▶ [TASK]: Skip the pictures. Transcribe the rest of the data below without changing a word.

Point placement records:
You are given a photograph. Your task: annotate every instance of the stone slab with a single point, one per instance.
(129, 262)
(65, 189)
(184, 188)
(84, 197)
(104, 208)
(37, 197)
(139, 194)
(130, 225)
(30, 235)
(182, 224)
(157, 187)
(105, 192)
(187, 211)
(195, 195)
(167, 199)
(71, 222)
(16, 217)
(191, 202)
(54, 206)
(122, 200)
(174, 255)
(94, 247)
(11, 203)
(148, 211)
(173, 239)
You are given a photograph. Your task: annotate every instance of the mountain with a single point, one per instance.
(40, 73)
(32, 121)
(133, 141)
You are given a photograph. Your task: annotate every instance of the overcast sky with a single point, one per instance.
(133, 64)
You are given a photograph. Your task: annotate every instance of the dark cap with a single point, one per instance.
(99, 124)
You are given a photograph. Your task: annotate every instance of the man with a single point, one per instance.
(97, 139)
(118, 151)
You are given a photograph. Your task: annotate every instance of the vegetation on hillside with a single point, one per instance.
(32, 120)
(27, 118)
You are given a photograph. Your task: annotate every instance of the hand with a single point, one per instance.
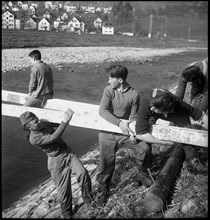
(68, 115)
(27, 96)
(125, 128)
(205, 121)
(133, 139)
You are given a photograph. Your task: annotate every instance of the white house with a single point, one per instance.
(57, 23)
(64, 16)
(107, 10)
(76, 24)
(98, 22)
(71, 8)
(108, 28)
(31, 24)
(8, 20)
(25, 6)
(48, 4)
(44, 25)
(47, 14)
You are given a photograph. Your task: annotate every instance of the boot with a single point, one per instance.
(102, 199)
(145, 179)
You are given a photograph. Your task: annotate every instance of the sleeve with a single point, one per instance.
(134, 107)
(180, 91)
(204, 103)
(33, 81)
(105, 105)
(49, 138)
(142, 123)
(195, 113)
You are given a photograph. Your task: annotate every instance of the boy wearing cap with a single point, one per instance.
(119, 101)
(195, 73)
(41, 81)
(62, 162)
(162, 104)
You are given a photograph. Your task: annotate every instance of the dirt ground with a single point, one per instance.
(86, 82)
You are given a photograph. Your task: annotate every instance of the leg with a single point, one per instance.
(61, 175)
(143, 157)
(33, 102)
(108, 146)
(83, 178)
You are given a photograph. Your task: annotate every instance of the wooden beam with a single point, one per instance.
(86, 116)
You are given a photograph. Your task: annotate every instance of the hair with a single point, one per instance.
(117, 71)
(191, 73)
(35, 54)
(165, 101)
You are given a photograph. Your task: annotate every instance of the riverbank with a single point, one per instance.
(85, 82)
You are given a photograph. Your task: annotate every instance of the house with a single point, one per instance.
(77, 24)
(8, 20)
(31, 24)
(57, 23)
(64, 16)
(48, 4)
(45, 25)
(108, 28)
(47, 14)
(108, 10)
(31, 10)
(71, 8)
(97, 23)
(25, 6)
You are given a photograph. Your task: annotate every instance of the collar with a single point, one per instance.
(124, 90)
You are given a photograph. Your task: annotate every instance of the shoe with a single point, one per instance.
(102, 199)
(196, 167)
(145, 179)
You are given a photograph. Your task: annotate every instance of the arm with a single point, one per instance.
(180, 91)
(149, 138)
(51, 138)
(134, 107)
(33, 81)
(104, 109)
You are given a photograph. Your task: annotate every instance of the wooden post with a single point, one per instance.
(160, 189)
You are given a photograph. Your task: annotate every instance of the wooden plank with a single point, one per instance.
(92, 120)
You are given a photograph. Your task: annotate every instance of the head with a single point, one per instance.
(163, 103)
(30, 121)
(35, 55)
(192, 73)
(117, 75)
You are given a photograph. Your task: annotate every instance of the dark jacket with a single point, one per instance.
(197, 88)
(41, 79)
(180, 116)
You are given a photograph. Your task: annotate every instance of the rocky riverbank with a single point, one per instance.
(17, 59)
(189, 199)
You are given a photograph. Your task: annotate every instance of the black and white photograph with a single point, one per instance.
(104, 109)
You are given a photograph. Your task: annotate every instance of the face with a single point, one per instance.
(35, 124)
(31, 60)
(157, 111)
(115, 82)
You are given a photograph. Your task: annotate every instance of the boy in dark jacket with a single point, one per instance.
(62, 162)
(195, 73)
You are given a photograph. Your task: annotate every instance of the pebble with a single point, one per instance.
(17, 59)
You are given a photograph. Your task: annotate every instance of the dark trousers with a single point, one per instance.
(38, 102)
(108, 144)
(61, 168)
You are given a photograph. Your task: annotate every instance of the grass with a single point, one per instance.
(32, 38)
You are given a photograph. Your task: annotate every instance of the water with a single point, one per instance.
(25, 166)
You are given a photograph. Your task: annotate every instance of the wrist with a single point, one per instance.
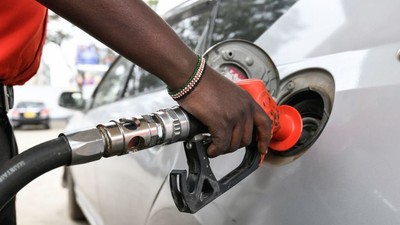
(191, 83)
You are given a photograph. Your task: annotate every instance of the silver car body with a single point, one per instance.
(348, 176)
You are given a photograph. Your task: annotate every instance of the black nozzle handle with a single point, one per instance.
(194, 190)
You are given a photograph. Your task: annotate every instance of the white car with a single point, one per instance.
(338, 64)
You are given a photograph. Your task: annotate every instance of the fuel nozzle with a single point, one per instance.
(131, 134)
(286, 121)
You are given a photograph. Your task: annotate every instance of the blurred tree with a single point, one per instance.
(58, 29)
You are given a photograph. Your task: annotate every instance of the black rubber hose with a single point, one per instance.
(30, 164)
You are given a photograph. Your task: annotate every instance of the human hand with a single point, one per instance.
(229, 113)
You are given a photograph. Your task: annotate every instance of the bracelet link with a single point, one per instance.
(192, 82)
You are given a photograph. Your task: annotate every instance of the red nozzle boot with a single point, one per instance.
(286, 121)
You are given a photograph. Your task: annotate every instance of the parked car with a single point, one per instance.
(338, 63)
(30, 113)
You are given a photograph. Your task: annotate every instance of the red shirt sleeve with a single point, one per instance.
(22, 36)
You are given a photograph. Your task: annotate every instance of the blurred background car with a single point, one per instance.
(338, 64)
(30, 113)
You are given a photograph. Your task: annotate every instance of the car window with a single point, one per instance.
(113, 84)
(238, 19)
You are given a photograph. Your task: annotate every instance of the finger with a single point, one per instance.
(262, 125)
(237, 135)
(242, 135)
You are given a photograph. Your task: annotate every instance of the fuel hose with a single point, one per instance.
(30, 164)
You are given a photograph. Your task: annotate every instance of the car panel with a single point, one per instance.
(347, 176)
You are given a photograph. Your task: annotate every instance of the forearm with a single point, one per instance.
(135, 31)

▶ [PROBLEM SOLUTION]:
You are given a photograph. Your task: annotate every instance of the stone slab with a single point, one per instance.
(129, 262)
(65, 189)
(184, 188)
(84, 197)
(104, 208)
(37, 197)
(139, 194)
(130, 225)
(30, 235)
(182, 224)
(157, 187)
(105, 192)
(187, 211)
(195, 195)
(167, 199)
(71, 222)
(16, 217)
(191, 202)
(54, 206)
(122, 200)
(174, 255)
(94, 247)
(11, 203)
(148, 211)
(173, 239)
You are given a photograph. Your task: annotate every instance of the mountain with a single point, one per instance.
(40, 73)
(32, 121)
(133, 141)
You are given a photograph. Your task: annotate every instance of the overcast sky with a single point, one per instance.
(133, 64)
You are given a photograph. Your task: annotate every instance of the dark cap with a single point, one per instance.
(99, 124)
You are given a photograph. Your task: annotate every instance of the man with a single point, one per instance.
(97, 139)
(118, 151)
You are given a photograph. Your task: annotate every instance of the vegetation on hillside with a single point, one per instance.
(32, 120)
(27, 118)
You are given a photograph. Your task: annotate every instance of the hand with a single point, one per instance.
(68, 115)
(27, 96)
(125, 128)
(205, 121)
(133, 139)
You are given a photograph. Your task: annotate every instance of the white house with a single point, one per instance.
(57, 23)
(64, 16)
(107, 10)
(76, 24)
(98, 22)
(71, 8)
(108, 28)
(31, 24)
(8, 20)
(25, 6)
(48, 4)
(44, 25)
(47, 14)
You are given a photograph. Your task: annotate every instance of the boot with a single point, one per instance.
(102, 199)
(145, 179)
You are given a photograph. Your task: annotate every instance of the sleeve with a single point, one per instance.
(134, 107)
(180, 91)
(204, 103)
(33, 81)
(105, 105)
(49, 138)
(142, 123)
(195, 113)
You are given a photograph. Your task: annotate every instance of the boy wearing cap with a single point, one per instance.
(119, 101)
(195, 73)
(41, 81)
(62, 162)
(162, 104)
You are given a photograph. Your task: annotate every instance of the dirt ground with a single point, one per instance.
(86, 82)
You are given a photograph. Your task: annotate every instance of the leg with a single point, one per instance.
(61, 175)
(143, 157)
(33, 102)
(108, 146)
(83, 178)
You are given a photograph. Your task: annotate every instance of the wooden beam with a single point, one per instance.
(86, 116)
You are given a photograph. Your task: annotate every instance of the hair with a single point, one per instance.
(117, 71)
(191, 73)
(35, 54)
(165, 101)
You are given a photograph. Your task: annotate every instance of the riverbank with a single point, one per instance.
(85, 82)
You are given a photograph. Your task: annotate every instance of the house with a single point, one per instance.
(77, 24)
(8, 20)
(31, 24)
(57, 23)
(64, 16)
(48, 4)
(45, 25)
(108, 28)
(47, 14)
(108, 10)
(31, 10)
(71, 8)
(97, 23)
(25, 6)
You are given a photograph. Your task: annotate every instance of the collar with a single point, one per instance.
(124, 90)
You are given a photograph. Your task: annotate every instance of the shoe with a single point, one per instance.
(102, 199)
(196, 167)
(145, 179)
You are given a photograph. Your task: annotate every instance of the arm with a single point, one per instance.
(180, 91)
(149, 138)
(51, 138)
(134, 107)
(33, 81)
(104, 109)
You are given a photograph. Your task: annotate every instance of the wooden post with a single point, one per instance.
(160, 189)
You are given a photograph. Your task: annotate every instance of the wooden plank with a single point, one per instance.
(92, 120)
You are given a photograph. Your task: annotate every instance of the head with a single point, one per instance.
(163, 103)
(30, 121)
(35, 55)
(192, 73)
(117, 75)
You are given a photograph. Your task: annotate every instance of the dark jacket with a single point, one per instance.
(197, 88)
(41, 79)
(180, 116)
You are given a photograph. Your task: annotate every instance of the rocky riverbank with a single point, one per instance.
(17, 59)
(189, 199)
You are given a photograph. Your task: annotate every instance of the black and white photograph with a single point, one per instance.
(104, 109)
You are given a photograph. Your task: annotate every instance of the face with a single point, one per instance.
(35, 124)
(31, 60)
(157, 111)
(115, 82)
You are given a photograph. Your task: annotate every instance of the boy in dark jacket with a single point, one per instance.
(62, 162)
(195, 73)
You are given a photograph. Your task: annotate every instance of the pebble with a single point, one per instance.
(17, 59)
You are given a photograph. Your task: annotate every instance of the dark trousers with a single point, one per instance.
(38, 102)
(108, 144)
(61, 168)
You are given a photograph. Your task: annotate every instance of the grass with a single point, one per instance.
(32, 38)
You are given a photograph. Your task: annotate every instance of the water with a single point, one per instance.
(25, 166)
You are given a photograph. Your task: annotate every instance of the wrist with a single point, one per instance.
(191, 83)
You are given a photograph. Your task: annotate every instance of the silver car body with a single point, one per instance.
(348, 176)
You are given a photograph. Your task: annotate every instance of the black nozzle handle with a single point, one per instance.
(194, 190)
You are given a photograph. Your task: annotate every instance of the white car with a single point, one per instance.
(338, 64)
You are given a photograph. Your task: annotate every instance of the fuel nozzle with a single point, one per instance.
(131, 134)
(286, 121)
You are given a photograph. Your task: annotate every instance of the blurred tree with a single point, one per instance.
(58, 29)
You are given a photograph. Your task: annotate every instance of the black rubber hose with a single point, one per instance.
(30, 164)
You are given a photograph. Your task: annotate every instance of the human hand with a single point, one per instance.
(229, 113)
You are given a photograph. Your task: annotate every instance of the bracelet link with a single point, one per instance.
(192, 82)
You are given a photograph. Your task: annotate every instance of the red nozzle boot with a single point, one per instance.
(286, 121)
You are given a photograph. Your task: annotate every instance of the parked car with a single point, one per instance.
(338, 63)
(30, 113)
You are given a photograph. Your task: annotate every instance of the red shirt sleeve with a single point, one per instance.
(22, 36)
You are given a photograph. Your task: annotate every instance of the blurred background car with a single point, one per instance.
(338, 64)
(30, 113)
You are given a photograph. Your task: annotate every instance of the car window with a single point, one per instance.
(113, 84)
(238, 19)
You are given a photograph. Your task: annotate every instance of the finger with a single point, one per instance.
(262, 125)
(237, 135)
(242, 135)
You are given a photograph. Your task: annotate every instance of the fuel hose with a single point, one per instance.
(30, 164)
You are given a photograph. Your task: annotate every instance of the car panel with a single point, one per instance.
(347, 176)
You are given a photograph. Your task: annotate every instance of the forearm with a single point, one per instance.
(135, 31)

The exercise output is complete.